⟨

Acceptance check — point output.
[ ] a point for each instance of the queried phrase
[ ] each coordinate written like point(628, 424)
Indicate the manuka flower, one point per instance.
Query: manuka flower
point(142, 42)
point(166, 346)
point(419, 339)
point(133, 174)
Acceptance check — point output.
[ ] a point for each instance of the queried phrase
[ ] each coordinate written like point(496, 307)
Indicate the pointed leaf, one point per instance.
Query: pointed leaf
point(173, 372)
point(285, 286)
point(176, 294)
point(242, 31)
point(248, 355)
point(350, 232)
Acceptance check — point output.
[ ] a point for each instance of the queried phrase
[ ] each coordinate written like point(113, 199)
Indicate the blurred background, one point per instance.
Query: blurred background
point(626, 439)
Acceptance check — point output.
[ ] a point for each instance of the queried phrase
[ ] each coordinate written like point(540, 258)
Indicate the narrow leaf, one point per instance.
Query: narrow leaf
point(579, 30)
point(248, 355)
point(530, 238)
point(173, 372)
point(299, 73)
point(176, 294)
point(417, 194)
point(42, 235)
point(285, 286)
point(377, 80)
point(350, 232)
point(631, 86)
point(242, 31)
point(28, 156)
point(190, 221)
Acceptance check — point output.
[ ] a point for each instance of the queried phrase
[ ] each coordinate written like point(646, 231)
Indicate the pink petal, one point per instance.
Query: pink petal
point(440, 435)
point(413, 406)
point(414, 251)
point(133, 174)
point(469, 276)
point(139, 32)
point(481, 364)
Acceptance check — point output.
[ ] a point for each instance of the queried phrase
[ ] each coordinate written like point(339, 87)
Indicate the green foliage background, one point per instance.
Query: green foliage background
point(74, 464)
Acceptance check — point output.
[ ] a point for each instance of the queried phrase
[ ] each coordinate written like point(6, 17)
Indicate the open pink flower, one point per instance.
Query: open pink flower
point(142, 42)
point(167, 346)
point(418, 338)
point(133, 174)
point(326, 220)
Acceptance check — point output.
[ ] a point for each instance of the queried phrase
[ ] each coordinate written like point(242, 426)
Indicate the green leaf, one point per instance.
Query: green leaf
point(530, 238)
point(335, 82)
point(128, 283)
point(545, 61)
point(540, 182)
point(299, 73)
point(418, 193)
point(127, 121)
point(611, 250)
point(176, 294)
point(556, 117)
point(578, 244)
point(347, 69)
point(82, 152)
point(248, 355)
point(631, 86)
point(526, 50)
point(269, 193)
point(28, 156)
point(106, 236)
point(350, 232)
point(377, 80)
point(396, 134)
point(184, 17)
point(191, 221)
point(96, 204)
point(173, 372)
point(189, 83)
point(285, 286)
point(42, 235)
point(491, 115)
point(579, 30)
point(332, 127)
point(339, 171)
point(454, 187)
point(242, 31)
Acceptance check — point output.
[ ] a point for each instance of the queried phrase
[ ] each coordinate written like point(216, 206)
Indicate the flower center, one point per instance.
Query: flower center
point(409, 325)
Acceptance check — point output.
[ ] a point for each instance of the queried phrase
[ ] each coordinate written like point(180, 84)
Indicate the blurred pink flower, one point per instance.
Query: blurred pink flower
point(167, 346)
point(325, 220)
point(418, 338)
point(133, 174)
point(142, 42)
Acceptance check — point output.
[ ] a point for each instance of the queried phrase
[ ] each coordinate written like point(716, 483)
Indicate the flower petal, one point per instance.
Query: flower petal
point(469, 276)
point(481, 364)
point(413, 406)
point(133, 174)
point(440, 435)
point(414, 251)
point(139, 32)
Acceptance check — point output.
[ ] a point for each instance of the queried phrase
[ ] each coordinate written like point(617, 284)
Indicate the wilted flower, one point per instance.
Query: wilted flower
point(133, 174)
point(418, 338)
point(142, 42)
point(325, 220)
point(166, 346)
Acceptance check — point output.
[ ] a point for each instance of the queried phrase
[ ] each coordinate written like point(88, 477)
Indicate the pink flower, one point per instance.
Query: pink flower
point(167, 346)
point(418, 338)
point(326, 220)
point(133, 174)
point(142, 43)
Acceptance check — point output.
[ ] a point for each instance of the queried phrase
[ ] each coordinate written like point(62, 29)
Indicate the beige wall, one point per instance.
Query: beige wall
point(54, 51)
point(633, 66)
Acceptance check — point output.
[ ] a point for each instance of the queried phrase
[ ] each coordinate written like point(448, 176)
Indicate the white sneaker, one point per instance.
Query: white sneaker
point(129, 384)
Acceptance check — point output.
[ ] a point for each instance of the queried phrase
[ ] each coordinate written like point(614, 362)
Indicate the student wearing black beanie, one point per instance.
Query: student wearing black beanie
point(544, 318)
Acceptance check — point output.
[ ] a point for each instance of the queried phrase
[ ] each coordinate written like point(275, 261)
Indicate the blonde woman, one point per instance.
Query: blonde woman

⟩

■ Task instructions ■
Nothing but the lines from the start of the data through the line holding "Indicate the pointed" should be restated, and each one exactly.

■ Answer below ■
Acceptance check — point output.
[ ] a point for each instance of the queried phrase
[ ] each coordinate written like point(628, 424)
Indicate the manuka flower, one point per instance.
Query: manuka flower
point(142, 42)
point(166, 346)
point(419, 339)
point(133, 174)
Acceptance check — point output.
[ ] a point for each instance of the queried phrase
[ ] each coordinate written like point(496, 307)
Indicate the pointed leaf, one point per instance.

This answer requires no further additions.